== Segment start ==

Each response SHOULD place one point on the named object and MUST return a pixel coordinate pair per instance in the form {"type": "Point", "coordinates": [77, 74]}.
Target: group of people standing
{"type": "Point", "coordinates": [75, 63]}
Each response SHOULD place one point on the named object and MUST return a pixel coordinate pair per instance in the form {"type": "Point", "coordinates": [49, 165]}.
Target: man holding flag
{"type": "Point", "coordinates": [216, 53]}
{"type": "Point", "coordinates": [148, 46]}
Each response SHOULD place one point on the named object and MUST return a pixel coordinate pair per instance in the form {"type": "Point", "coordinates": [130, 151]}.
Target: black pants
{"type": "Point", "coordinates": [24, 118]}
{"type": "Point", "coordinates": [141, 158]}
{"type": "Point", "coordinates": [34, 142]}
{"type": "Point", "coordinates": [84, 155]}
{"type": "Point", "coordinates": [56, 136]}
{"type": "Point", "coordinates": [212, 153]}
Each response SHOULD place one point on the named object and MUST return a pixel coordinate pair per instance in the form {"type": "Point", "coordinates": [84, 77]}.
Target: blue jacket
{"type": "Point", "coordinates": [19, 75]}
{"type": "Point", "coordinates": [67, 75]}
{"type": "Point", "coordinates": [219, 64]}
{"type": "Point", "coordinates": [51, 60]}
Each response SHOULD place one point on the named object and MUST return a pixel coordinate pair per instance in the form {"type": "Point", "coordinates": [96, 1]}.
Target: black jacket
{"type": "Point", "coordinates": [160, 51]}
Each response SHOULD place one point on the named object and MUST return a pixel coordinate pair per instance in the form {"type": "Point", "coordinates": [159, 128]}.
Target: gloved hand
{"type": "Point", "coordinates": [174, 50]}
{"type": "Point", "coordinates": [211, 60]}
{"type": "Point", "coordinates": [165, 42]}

== Segment end ==

**Work task**
Set out exactly the lines from the one bearing "Target: man holding flag" through the end of the data, including both ends and omitting all others.

**Answer for the task**
Target: man holding flag
{"type": "Point", "coordinates": [216, 53]}
{"type": "Point", "coordinates": [148, 46]}
Each response SHOULD place one point on the named object and MUST return a pixel coordinate pair per instance in the form {"type": "Point", "coordinates": [130, 151]}.
Target: black pants
{"type": "Point", "coordinates": [24, 118]}
{"type": "Point", "coordinates": [141, 158]}
{"type": "Point", "coordinates": [34, 142]}
{"type": "Point", "coordinates": [84, 155]}
{"type": "Point", "coordinates": [56, 136]}
{"type": "Point", "coordinates": [212, 153]}
Each response SHOULD place one point on the named object and MUST return a pixel coordinate pair per instance in the form {"type": "Point", "coordinates": [84, 77]}.
Target: blue jacket
{"type": "Point", "coordinates": [19, 75]}
{"type": "Point", "coordinates": [67, 75]}
{"type": "Point", "coordinates": [219, 64]}
{"type": "Point", "coordinates": [51, 60]}
Each response SHOULD place one point on the named object and MUST return a pixel coordinate pair per instance in the form {"type": "Point", "coordinates": [96, 1]}.
Target: black jacket
{"type": "Point", "coordinates": [160, 51]}
Each response SHOULD place one point on the named object and MUST return a pixel coordinate pair per instance in the form {"type": "Point", "coordinates": [159, 128]}.
Target: gloved hand
{"type": "Point", "coordinates": [174, 50]}
{"type": "Point", "coordinates": [211, 60]}
{"type": "Point", "coordinates": [165, 42]}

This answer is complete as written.